> **WHAT YOU HAVE TO DO**: Set down the data below word for word, from its first line through the line containing "point(213, 127)", both included. Leave the pictures out of your copy.

> **THE INPUT**:
════════

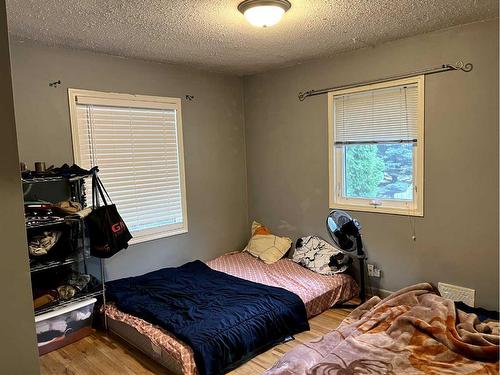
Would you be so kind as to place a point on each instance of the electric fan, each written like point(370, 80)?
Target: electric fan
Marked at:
point(344, 231)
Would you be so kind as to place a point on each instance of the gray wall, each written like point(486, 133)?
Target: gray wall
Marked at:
point(457, 240)
point(18, 354)
point(213, 127)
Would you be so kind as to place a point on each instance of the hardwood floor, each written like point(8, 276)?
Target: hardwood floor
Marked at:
point(105, 354)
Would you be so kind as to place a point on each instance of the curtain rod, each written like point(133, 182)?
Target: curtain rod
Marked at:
point(443, 68)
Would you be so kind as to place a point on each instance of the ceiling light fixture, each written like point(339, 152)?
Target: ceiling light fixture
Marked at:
point(264, 13)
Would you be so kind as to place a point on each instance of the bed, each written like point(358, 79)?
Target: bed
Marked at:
point(318, 293)
point(413, 331)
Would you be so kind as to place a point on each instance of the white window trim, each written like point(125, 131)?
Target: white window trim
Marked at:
point(336, 200)
point(146, 101)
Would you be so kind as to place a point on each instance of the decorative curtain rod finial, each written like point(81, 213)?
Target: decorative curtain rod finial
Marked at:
point(460, 65)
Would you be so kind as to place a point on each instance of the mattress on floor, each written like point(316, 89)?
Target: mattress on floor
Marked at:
point(318, 292)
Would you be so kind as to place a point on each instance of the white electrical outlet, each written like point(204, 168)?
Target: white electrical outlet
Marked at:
point(373, 271)
point(370, 268)
point(457, 293)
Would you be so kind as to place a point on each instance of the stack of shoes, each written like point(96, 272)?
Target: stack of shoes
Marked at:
point(41, 244)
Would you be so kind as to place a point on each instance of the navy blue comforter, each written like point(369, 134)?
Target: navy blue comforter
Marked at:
point(226, 320)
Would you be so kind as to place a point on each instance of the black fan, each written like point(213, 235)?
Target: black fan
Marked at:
point(344, 231)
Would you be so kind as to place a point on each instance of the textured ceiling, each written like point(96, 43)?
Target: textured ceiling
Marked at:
point(213, 35)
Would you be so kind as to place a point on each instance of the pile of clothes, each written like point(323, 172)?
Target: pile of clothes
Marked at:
point(51, 216)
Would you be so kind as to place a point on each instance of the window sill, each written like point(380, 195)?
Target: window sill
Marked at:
point(380, 210)
point(156, 236)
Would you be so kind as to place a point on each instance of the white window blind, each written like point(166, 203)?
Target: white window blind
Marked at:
point(382, 115)
point(137, 146)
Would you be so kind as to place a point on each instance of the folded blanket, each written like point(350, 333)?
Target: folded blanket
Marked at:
point(413, 331)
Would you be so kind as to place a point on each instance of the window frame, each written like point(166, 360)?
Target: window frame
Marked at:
point(336, 158)
point(144, 101)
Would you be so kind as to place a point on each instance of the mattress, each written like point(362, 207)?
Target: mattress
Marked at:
point(318, 292)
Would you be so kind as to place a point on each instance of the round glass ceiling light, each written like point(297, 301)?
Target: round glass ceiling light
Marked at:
point(264, 13)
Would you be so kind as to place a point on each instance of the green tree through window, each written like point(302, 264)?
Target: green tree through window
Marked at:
point(382, 171)
point(364, 170)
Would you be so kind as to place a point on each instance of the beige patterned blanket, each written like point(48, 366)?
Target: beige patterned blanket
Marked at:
point(413, 331)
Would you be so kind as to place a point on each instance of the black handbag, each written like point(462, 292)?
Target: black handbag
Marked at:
point(107, 230)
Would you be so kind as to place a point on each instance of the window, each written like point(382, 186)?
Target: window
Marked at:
point(376, 138)
point(137, 143)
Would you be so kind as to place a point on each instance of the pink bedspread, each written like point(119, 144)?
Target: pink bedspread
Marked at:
point(319, 292)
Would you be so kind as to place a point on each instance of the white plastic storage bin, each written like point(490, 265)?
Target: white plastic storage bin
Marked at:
point(64, 326)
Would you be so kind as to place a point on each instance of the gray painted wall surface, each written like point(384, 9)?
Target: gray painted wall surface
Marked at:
point(18, 353)
point(457, 240)
point(213, 128)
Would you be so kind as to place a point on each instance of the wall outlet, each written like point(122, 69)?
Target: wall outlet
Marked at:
point(457, 293)
point(373, 271)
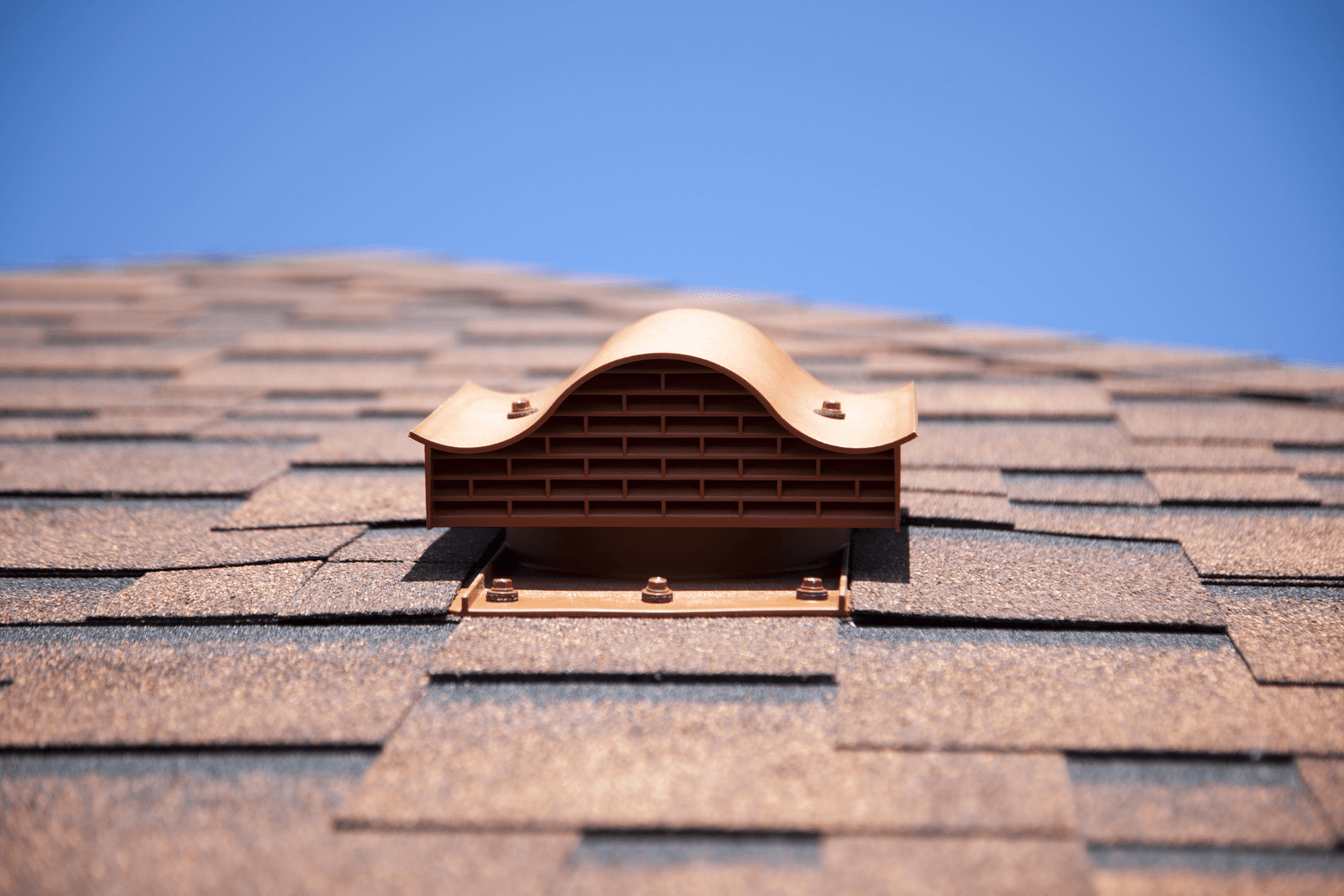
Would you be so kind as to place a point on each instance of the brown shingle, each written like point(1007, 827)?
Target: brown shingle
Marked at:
point(1220, 543)
point(381, 589)
point(147, 535)
point(1004, 689)
point(1196, 802)
point(683, 757)
point(268, 589)
point(455, 546)
point(1081, 488)
point(1329, 488)
point(1014, 399)
point(163, 824)
point(1215, 872)
point(761, 646)
point(717, 865)
point(1262, 379)
point(1287, 635)
point(1205, 486)
point(212, 684)
point(1233, 422)
point(101, 359)
point(908, 366)
point(942, 507)
point(141, 468)
point(1070, 446)
point(1320, 462)
point(105, 425)
point(54, 599)
point(364, 442)
point(1010, 575)
point(329, 497)
point(1121, 359)
point(956, 481)
point(1326, 779)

════════

> **PROBLEM SOLUTION**:
Would you be so kind as to place a point on each instance of the electric fan, each written like point(370, 80)?
Target: electric fan
Marked at:
point(344, 231)
Would you be so kind as to place a point on each instance of the gray wall, each written like point(486, 133)?
Target: gray wall
Marked at:
point(457, 240)
point(18, 354)
point(213, 127)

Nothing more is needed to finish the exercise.